:: Document segment ::
# When will the IBO start holding clubs to standards?



## Bigjono (Apr 21, 2009)

I was there today as well, fantastic grounds but brutal course, and rubbish targets. How do you find out if you won or not, no one told us.


----------



## brownstonebear (Apr 10, 2006)

The targets were very beat up and needed to be up graded. It would have been nice to have a bite to eat after being on the coarse for 5 hours.


----------



## SonnyThomas (Sep 10, 2006)

Well, for starts if the IBO has a state or regional Director I'd be in his or her ear.... I've been known to go farther, like right to the top.


----------



## NYS REP (Dec 21, 2003)

The situation will be discussed with all parties involved!!!


----------



## damnyankee (Oct 4, 2002)

It better be, Myself and others will be discussing it with Ken at Bedford, wether he likes it or not.


----------



## krud (Jun 2, 2009)
:::
» Task objective
In the thread on IBO club standards, with whom does damnyankee say he and others will discuss the situation?
:: Supplied information ::
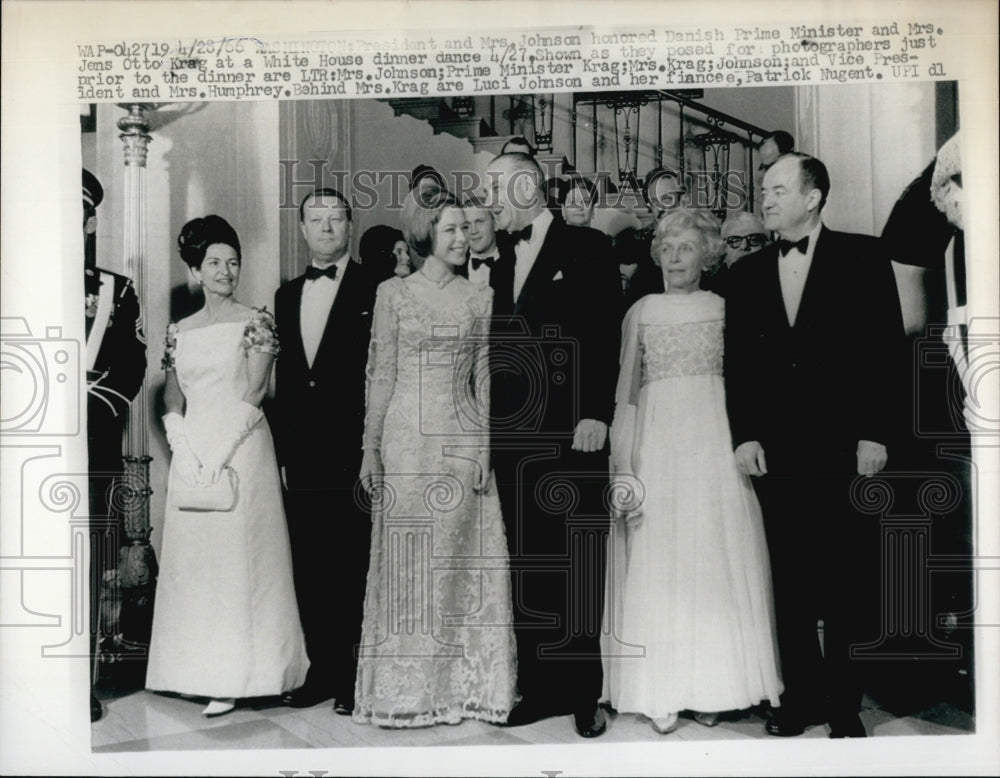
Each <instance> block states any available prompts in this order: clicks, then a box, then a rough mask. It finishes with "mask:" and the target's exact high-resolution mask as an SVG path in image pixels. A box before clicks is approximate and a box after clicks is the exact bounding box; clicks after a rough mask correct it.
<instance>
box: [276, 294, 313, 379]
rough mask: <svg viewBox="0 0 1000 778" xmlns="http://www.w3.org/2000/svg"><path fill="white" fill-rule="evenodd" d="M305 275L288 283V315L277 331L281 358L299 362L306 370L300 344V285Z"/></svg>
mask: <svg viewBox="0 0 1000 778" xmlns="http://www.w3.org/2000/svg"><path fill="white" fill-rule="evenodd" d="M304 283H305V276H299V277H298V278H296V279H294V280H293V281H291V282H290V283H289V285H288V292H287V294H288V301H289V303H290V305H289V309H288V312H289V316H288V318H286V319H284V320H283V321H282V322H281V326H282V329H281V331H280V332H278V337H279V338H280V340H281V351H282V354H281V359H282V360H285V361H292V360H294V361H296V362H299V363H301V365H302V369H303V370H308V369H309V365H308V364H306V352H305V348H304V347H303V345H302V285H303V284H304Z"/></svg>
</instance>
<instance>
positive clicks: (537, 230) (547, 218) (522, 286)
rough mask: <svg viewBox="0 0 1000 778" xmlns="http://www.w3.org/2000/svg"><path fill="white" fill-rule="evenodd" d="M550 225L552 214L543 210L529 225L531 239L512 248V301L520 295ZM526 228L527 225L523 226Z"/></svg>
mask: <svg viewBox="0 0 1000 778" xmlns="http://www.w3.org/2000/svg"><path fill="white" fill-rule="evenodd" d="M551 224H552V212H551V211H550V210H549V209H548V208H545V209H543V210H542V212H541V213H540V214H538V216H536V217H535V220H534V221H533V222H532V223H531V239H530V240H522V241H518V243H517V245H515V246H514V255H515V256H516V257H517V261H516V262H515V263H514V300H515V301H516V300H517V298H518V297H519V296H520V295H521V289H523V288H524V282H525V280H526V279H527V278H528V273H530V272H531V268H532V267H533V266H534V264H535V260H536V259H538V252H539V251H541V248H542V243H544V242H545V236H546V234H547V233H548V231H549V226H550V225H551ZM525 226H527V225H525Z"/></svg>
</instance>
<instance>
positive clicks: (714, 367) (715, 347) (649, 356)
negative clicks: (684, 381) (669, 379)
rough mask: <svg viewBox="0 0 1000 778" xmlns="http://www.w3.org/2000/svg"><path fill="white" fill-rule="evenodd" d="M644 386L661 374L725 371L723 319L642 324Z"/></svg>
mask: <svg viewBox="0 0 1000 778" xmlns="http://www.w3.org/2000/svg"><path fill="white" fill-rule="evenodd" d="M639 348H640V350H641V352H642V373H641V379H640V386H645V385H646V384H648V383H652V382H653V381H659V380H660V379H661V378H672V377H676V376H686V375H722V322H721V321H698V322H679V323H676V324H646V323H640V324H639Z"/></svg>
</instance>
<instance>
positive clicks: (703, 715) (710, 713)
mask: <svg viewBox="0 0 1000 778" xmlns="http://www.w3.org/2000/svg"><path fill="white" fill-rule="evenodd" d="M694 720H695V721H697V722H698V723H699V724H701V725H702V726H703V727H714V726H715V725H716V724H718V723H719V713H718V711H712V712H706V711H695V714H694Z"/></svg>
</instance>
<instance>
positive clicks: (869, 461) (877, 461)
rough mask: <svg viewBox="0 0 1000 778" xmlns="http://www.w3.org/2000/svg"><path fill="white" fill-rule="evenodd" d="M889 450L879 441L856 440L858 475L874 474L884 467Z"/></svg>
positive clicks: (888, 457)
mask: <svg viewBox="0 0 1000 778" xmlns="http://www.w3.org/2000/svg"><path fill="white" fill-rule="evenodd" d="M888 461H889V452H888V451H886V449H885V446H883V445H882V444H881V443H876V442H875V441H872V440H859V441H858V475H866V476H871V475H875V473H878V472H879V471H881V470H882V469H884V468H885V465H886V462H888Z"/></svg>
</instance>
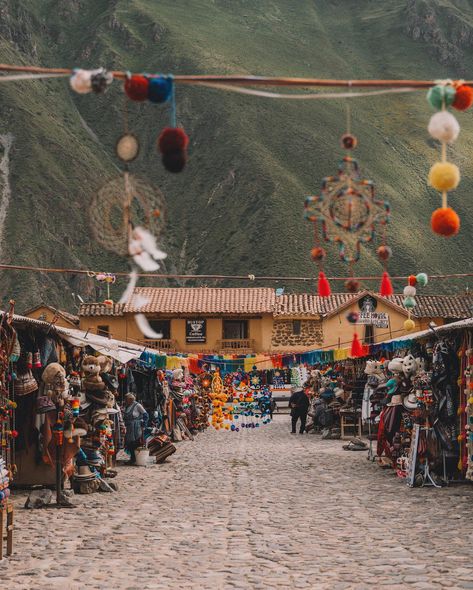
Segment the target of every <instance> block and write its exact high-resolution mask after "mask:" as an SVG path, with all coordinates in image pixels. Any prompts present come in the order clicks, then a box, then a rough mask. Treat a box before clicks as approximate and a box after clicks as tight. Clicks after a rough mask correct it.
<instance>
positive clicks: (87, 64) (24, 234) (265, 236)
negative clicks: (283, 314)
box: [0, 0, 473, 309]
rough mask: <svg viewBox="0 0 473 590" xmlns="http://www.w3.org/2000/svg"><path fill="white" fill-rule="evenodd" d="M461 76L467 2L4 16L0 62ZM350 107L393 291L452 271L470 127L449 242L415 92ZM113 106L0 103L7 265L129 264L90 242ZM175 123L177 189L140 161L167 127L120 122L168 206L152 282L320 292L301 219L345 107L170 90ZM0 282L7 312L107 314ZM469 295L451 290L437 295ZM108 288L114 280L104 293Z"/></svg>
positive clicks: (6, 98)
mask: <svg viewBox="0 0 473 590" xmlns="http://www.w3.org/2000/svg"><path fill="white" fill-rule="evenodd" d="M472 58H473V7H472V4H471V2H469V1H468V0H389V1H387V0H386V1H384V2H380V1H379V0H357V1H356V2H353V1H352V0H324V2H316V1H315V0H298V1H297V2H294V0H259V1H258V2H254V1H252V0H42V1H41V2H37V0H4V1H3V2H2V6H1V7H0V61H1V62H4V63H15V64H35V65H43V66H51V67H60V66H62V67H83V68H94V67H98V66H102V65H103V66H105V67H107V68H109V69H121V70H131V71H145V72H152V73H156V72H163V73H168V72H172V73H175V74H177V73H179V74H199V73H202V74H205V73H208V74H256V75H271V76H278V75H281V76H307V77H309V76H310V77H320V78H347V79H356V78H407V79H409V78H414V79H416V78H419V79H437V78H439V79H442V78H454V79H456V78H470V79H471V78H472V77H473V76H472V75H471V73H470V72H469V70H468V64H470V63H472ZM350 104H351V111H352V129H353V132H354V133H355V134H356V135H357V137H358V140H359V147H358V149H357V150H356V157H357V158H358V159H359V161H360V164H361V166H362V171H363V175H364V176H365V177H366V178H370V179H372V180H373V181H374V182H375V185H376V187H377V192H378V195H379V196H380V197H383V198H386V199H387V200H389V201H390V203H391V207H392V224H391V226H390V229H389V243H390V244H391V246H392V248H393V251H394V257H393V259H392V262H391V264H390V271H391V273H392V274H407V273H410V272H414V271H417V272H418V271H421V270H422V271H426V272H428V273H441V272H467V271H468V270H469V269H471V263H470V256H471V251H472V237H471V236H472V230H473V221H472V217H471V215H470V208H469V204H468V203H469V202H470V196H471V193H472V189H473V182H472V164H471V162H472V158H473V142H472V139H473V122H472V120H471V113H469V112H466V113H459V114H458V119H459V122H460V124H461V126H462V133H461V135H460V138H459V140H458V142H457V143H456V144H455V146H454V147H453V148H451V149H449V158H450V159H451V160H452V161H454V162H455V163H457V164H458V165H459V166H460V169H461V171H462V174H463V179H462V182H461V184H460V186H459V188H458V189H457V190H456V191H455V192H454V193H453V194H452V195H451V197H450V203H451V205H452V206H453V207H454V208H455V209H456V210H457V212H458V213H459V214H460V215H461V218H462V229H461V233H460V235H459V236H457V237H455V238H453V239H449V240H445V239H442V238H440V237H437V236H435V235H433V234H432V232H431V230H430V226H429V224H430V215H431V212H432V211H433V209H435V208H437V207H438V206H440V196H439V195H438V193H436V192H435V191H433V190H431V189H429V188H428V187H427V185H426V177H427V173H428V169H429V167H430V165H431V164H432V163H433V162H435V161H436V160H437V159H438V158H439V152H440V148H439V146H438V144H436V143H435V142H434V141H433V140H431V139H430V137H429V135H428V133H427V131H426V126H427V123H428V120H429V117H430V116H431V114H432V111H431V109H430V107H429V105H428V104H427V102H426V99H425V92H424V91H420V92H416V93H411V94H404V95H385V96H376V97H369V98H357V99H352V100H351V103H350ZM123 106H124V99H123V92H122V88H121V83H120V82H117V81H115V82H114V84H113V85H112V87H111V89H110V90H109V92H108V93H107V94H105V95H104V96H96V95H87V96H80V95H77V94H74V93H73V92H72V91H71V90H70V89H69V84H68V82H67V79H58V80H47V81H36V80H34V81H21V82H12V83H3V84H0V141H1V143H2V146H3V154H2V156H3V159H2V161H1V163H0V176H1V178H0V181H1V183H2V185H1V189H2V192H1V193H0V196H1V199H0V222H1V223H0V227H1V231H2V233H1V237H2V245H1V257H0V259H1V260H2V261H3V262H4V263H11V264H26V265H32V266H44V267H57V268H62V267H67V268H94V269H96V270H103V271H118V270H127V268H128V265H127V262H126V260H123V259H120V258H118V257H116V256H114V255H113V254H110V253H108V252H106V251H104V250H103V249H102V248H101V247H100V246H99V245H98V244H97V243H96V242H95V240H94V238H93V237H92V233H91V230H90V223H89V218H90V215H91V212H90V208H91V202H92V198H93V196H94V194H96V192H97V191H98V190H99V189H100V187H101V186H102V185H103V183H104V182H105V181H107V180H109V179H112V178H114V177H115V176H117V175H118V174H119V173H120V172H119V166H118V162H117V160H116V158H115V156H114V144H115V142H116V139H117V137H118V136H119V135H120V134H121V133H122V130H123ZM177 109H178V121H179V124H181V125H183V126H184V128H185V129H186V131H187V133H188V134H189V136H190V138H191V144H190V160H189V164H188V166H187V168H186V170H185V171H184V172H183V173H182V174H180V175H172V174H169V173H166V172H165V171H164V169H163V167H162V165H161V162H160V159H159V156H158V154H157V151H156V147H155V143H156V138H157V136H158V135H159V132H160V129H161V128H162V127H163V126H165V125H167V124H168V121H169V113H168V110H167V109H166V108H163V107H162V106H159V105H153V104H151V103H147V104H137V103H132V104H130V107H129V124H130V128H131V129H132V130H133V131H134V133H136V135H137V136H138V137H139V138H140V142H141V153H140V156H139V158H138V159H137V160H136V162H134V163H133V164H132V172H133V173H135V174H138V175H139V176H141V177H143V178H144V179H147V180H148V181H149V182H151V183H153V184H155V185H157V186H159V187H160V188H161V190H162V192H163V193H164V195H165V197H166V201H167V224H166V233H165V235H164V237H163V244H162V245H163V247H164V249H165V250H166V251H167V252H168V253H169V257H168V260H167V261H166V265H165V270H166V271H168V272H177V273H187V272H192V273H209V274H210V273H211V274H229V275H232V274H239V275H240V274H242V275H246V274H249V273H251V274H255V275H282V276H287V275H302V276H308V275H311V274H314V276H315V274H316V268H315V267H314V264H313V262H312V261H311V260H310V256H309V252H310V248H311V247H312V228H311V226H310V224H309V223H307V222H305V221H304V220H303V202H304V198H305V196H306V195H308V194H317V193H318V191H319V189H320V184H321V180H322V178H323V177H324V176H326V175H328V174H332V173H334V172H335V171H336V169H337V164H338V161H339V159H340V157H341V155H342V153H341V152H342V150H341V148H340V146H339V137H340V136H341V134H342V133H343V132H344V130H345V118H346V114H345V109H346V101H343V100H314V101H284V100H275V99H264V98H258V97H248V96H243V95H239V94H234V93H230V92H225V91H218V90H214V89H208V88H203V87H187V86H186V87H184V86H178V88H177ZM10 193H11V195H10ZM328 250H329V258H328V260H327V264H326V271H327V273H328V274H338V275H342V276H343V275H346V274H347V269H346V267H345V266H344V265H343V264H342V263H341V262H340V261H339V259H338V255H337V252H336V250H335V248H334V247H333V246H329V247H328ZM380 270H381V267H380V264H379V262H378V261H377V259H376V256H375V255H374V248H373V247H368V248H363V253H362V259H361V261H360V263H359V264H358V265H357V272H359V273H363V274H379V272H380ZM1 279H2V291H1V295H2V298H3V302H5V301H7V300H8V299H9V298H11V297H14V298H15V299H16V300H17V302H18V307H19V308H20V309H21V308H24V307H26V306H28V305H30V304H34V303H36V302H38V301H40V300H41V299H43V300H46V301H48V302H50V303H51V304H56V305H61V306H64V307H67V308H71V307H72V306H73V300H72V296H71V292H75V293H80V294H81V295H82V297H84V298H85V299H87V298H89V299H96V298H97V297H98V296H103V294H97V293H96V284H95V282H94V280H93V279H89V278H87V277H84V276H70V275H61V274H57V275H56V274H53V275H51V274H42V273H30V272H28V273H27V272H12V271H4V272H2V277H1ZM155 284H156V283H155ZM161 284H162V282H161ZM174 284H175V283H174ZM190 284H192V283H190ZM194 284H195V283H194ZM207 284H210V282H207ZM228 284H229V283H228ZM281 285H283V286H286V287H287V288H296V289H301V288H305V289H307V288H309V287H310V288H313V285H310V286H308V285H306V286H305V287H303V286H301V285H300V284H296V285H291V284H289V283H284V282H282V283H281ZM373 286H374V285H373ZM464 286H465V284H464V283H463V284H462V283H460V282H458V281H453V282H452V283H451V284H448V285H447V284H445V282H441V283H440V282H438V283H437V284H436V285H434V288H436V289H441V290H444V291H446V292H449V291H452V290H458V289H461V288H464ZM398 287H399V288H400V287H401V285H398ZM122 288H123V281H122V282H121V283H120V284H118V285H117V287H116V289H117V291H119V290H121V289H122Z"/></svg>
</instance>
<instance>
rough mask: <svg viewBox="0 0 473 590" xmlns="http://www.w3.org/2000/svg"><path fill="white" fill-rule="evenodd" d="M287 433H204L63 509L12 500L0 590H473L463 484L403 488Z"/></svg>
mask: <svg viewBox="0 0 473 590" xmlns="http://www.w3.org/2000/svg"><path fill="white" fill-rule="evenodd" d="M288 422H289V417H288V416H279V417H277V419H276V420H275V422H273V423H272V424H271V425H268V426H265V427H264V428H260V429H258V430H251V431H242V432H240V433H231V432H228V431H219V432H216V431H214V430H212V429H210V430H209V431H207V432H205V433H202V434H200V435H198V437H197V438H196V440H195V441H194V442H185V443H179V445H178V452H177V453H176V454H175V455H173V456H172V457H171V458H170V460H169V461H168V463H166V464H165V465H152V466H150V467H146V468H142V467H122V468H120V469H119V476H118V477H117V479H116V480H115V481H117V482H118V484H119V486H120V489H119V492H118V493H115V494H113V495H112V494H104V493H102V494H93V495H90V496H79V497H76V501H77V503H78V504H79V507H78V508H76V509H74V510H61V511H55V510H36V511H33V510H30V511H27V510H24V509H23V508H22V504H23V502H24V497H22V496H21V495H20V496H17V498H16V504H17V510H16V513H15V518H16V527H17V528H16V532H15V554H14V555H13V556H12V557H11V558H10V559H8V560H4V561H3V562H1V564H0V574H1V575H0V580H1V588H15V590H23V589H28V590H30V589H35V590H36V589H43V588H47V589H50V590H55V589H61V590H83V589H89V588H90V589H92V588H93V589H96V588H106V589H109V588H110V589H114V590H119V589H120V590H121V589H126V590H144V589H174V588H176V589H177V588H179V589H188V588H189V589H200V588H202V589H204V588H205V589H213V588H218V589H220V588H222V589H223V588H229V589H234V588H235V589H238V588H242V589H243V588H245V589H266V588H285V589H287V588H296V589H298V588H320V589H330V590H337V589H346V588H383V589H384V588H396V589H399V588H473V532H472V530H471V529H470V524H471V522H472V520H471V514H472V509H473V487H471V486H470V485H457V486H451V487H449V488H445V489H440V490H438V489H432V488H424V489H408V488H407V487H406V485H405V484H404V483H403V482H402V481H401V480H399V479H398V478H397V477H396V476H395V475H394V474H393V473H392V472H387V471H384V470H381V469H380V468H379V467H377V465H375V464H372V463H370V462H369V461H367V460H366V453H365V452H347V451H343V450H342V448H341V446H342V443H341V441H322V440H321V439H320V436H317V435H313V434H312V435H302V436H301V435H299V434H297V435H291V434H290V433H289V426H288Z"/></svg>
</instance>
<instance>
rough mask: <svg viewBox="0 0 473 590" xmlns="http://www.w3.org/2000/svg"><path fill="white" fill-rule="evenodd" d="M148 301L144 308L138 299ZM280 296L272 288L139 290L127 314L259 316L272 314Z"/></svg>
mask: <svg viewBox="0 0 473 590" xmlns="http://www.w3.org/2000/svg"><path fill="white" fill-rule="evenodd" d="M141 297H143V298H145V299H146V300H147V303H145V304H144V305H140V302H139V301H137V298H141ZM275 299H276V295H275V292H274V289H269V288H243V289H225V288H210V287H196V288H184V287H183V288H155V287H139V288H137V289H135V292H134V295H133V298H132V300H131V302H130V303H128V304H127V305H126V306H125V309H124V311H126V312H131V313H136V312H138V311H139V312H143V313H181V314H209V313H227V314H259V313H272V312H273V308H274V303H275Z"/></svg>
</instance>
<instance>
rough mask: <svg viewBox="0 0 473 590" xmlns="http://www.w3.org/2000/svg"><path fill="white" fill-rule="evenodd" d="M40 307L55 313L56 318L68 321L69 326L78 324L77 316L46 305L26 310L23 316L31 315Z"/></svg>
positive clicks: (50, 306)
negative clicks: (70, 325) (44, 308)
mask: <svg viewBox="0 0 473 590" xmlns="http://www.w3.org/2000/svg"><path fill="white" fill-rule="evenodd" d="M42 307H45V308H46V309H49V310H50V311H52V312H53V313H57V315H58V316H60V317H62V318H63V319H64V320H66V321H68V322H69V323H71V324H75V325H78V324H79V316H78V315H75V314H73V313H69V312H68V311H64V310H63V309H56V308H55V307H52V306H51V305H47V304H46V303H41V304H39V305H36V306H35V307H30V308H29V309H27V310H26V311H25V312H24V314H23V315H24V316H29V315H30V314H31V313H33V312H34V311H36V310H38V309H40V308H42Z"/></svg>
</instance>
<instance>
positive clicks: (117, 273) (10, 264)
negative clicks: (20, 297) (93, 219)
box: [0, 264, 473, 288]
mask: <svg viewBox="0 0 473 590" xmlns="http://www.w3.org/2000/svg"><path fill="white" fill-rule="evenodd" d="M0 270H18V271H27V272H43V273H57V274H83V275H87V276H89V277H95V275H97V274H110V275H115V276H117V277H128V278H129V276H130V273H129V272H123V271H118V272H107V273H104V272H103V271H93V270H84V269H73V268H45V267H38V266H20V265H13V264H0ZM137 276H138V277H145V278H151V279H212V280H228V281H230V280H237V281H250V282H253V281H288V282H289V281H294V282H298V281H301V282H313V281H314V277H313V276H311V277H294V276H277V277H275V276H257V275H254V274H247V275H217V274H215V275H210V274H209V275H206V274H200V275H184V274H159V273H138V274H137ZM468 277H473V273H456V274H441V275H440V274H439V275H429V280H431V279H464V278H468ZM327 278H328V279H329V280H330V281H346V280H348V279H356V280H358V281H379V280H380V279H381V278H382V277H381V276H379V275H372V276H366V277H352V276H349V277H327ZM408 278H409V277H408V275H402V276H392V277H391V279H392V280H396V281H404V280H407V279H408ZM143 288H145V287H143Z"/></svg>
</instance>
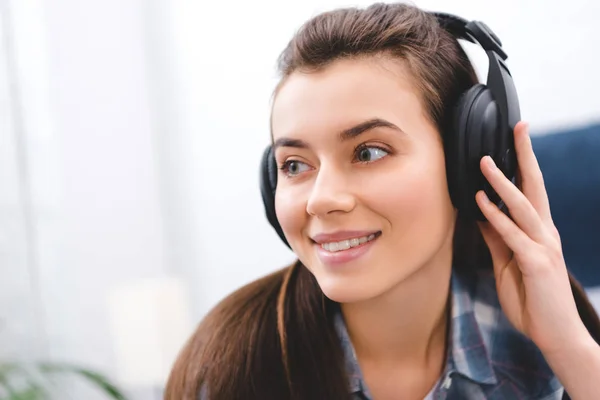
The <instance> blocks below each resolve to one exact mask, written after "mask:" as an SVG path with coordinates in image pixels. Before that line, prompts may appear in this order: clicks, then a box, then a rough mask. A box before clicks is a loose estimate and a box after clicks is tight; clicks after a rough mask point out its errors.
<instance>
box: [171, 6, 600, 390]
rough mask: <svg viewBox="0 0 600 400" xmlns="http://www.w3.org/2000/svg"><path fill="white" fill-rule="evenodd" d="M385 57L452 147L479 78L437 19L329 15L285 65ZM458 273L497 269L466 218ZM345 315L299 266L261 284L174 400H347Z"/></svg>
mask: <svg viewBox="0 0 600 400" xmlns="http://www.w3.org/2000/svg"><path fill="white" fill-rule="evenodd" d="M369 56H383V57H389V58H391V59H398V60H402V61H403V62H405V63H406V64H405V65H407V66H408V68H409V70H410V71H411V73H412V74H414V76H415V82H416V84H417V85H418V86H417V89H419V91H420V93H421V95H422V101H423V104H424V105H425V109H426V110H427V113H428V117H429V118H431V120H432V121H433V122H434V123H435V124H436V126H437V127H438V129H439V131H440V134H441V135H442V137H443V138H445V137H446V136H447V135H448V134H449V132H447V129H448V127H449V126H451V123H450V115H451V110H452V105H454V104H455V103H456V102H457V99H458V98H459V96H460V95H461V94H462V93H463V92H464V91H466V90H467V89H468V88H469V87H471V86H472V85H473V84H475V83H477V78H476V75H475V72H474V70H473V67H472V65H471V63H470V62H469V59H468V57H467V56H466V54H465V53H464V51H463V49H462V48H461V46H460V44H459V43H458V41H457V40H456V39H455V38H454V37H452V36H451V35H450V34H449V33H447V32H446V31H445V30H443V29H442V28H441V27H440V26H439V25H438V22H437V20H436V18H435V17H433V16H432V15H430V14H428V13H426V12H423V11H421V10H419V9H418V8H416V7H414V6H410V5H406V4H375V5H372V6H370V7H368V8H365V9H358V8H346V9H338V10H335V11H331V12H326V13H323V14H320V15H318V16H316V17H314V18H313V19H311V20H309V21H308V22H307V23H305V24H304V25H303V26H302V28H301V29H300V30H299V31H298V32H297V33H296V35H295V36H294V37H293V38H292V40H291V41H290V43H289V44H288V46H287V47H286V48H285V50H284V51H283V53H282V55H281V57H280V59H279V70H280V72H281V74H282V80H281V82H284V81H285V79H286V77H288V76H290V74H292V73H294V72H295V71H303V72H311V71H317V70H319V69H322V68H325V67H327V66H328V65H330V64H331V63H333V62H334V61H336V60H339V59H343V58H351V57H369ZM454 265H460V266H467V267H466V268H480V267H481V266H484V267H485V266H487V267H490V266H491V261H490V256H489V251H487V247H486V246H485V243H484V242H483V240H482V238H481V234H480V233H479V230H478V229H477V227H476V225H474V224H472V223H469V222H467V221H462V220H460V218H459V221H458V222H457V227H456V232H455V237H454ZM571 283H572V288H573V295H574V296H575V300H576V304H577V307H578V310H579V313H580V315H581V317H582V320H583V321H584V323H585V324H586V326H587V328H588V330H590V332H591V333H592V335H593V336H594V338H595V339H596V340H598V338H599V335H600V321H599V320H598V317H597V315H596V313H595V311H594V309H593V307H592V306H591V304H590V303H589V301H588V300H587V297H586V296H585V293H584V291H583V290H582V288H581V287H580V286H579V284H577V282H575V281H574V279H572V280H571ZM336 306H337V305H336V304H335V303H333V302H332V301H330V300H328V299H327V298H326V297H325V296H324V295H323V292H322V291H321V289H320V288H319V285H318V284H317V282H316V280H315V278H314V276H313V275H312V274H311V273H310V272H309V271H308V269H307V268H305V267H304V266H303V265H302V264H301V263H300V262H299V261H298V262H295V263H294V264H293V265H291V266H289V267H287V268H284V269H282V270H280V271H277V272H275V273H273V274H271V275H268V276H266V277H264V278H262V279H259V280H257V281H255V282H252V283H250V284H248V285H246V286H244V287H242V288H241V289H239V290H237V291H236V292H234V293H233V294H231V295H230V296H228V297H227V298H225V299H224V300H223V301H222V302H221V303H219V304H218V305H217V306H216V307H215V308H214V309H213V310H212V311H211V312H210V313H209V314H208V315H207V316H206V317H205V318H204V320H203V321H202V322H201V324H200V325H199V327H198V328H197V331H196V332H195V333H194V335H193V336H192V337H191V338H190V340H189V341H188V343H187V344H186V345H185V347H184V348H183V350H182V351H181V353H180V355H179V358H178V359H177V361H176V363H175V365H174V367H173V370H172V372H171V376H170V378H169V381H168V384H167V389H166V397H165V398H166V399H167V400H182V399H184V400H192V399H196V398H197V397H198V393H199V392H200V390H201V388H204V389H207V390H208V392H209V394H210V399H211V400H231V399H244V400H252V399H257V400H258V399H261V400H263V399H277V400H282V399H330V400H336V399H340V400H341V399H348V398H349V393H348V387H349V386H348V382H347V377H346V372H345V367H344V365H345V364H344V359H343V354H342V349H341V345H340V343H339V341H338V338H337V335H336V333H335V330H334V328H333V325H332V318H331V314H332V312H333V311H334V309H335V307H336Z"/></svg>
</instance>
:::
» Result below
Ken at Bedford